__练习__: 将下面关于轻量化图像超分辨率模型的网页文字从头到尾照录一遍，一字不改。

融合细节增强与动态上采样的轻量化图像超分辨率模型

于明伟

doi:10.19554/j.cnki.1001-3563.2026.09.030

PDF(22290 KB)

包装工程（技术栏目） ›› 2026, Vol. 47 ›› Issue (9) : 286-295. DOI: 10.19554/j.cnki.1001-3563.2026.09.030

自动化与智能化技术

融合细节增强与动态上采样的轻量化图像超分辨率模型

于明伟^*

作者信息 +

Lightweight Image Super-resolution Model Fusing Detail Enhancement with Dynamic Up-sampling

YU Mingwei^*

Author information +

文章历史 +

摘要

目的针对超分辨率模型普遍存在的高复杂度和计算开销问题,提高重建精度与效率。方法在Dual Aggregation Transformer（DAT）基础上提出增强型图像超分辨率模型（Enhanced DAT,EDAT）,融合图像细节增强与动态上采样。通过边缘注意力与图像锐化增强模块提升局部边缘和全局细节表达能力;动态上采样替代传统上采样,在保证重建性能的同时显著降低模型复杂度和参数量。结果在4倍图像超分辨率任务中,EDAT在Set5和Set14上均优于DAT、CAT、Swin2SR、SwinIR和SRCNN;消融实验显示,在模型复杂度降低约65%的情况下,重建均方根误差（RMSE）仍较DAT提升约1.5%。结论 EDAT在不增加额外输入的前提下,实现了重建精度与计算效率的平衡,适合计算资源受限和实时性要求高的应用场景。

__材料__:
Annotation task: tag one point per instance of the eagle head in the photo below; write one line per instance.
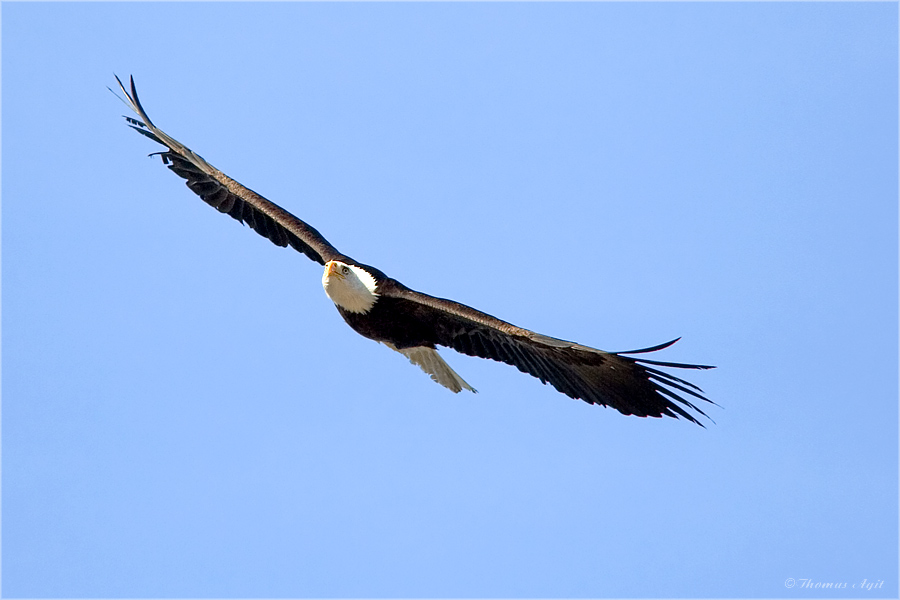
(350, 287)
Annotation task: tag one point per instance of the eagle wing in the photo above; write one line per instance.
(633, 386)
(227, 195)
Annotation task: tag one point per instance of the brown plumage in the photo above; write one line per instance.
(385, 310)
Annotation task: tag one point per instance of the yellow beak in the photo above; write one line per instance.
(332, 268)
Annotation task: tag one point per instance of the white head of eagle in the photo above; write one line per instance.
(350, 287)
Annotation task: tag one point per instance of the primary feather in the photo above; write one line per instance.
(413, 323)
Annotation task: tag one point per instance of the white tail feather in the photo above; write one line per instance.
(431, 362)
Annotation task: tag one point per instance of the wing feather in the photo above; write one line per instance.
(612, 379)
(227, 195)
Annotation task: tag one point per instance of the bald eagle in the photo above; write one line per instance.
(414, 324)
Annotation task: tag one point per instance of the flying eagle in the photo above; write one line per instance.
(413, 324)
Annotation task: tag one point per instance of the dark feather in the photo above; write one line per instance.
(595, 376)
(228, 196)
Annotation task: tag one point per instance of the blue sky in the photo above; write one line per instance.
(185, 414)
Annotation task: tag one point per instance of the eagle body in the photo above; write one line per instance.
(415, 324)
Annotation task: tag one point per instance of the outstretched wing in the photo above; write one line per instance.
(633, 386)
(227, 195)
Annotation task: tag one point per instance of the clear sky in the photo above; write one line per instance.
(184, 413)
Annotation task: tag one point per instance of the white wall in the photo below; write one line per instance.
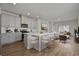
(32, 23)
(73, 24)
(11, 21)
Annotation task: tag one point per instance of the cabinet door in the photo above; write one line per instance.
(18, 36)
(5, 20)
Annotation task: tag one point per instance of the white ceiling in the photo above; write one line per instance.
(47, 11)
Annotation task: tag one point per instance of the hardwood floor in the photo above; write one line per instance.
(55, 48)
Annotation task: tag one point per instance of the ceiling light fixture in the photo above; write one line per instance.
(37, 16)
(28, 13)
(14, 3)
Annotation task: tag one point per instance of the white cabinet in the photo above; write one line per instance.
(10, 37)
(18, 36)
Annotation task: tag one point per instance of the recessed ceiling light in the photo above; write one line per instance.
(14, 3)
(28, 13)
(37, 16)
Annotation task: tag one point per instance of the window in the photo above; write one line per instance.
(64, 28)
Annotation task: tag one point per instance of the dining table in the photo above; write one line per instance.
(39, 35)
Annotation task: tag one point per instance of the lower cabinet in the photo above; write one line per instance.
(10, 37)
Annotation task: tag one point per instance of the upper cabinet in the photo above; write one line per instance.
(10, 21)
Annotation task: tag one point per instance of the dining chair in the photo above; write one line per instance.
(45, 40)
(33, 40)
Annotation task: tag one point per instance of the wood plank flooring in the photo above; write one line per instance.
(55, 48)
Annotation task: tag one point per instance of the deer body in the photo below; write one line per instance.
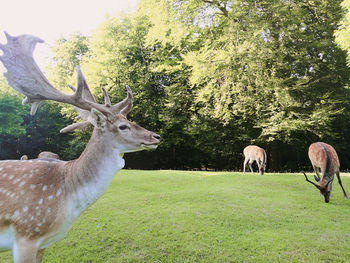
(324, 157)
(41, 198)
(254, 153)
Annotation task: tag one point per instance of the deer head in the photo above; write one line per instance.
(24, 75)
(41, 198)
(324, 186)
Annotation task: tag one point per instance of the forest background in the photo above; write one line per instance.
(209, 76)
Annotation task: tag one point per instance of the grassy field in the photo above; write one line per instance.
(181, 216)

__输出__:
融合细节增强与动态上采样的轻量化图像超分辨率模型

于明伟

doi:10.19554/j.cnki.1001-3563.2026.09.030

PDF(22290 KB)

包装工程（技术栏目） ›› 2026, Vol. 47 ›› Issue (9) : 286-295. DOI: 10.19554/j.cnki.1001-3563.2026.09.030

自动化与智能化技术

融合细节增强与动态上采样的轻量化图像超分辨率模型

于明伟^*

作者信息 +

Lightweight Image Super-resolution Model Fusing Detail Enhancement with Dynamic Up-sampling

YU Mingwei^*

Author information +

文章历史 +

摘要

目的针对超分辨率模型普遍存在的高复杂度和计算开销问题,提高重建精度与效率。方法在Dual Aggregation Transformer（DAT）基础上提出增强型图像超分辨率模型（Enhanced DAT,EDAT）,融合图像细节增强与动态上采样。通过边缘注意力与图像锐化增强模块提升局部边缘和全局细节表达能力;动态上采样替代传统上采样,在保证重建性能的同时显著降低模型复杂度和参数量。结果在4倍图像超分辨率任务中,EDAT在Set5和Set14上均优于DAT、CAT、Swin2SR、SwinIR和SRCNN;消融实验显示,在模型复杂度降低约65%的情况下,重建均方根误差（RMSE）仍较DAT提升约1.5%。结论 EDAT在不增加额外输入的前提下,实现了重建精度与计算效率的平衡,适合计算资源受限和实时性要求高的应用场景。